-------- Extracted information

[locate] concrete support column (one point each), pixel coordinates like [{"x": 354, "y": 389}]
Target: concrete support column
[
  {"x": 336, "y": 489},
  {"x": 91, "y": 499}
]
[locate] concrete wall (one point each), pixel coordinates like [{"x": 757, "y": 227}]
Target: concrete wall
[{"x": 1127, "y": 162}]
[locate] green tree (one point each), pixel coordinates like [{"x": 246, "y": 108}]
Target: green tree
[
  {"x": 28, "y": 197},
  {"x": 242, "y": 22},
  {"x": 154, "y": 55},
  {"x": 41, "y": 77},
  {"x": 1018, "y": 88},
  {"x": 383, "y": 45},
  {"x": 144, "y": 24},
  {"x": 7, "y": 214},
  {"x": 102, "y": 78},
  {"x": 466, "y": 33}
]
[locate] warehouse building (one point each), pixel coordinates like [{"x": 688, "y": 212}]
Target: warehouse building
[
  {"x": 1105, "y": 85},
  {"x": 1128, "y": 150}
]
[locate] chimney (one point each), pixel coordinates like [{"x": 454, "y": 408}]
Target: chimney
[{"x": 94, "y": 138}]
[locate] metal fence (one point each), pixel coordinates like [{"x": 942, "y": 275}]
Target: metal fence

----------------

• [Short exercise]
Set out the dataset excerpt above, every item included, as a JSON list of strings with one string per line and blank lines omitted.

• [Output of the exercise]
[
  "[locate] concrete support column (one point each), pixel coordinates like [{\"x\": 354, \"y\": 389}]",
  "Target: concrete support column",
  "[",
  "  {\"x\": 336, \"y\": 489},",
  "  {\"x\": 91, \"y\": 499}",
  "]",
  "[locate] concrete wall (one point each), pixel coordinates like [{\"x\": 757, \"y\": 227}]",
  "Target: concrete wall",
  "[{\"x\": 1127, \"y\": 162}]",
  "[locate] green tree (one point each), pixel coordinates like [{\"x\": 246, \"y\": 108}]",
  "Target: green tree",
  "[",
  "  {\"x\": 28, \"y\": 197},",
  "  {\"x\": 242, \"y\": 22},",
  "  {\"x\": 154, \"y\": 55},",
  "  {\"x\": 41, \"y\": 77},",
  "  {\"x\": 1018, \"y\": 88},",
  "  {\"x\": 383, \"y\": 45},",
  "  {\"x\": 144, \"y\": 24},",
  "  {\"x\": 7, \"y\": 214},",
  "  {\"x\": 102, \"y\": 78},",
  "  {\"x\": 466, \"y\": 33}",
  "]",
  "[locate] warehouse building (one point each), pixel coordinates like [{\"x\": 688, \"y\": 212}]",
  "Target: warehouse building",
  "[",
  "  {\"x\": 1105, \"y\": 85},",
  "  {\"x\": 1128, \"y\": 150}",
  "]",
  "[locate] chimney (one point each), pixel coordinates like [{\"x\": 454, \"y\": 408}]",
  "Target: chimney",
  "[{\"x\": 94, \"y\": 138}]",
  "[locate] metal fence (one point each), pixel coordinates like [{\"x\": 942, \"y\": 275}]",
  "Target: metal fence"
]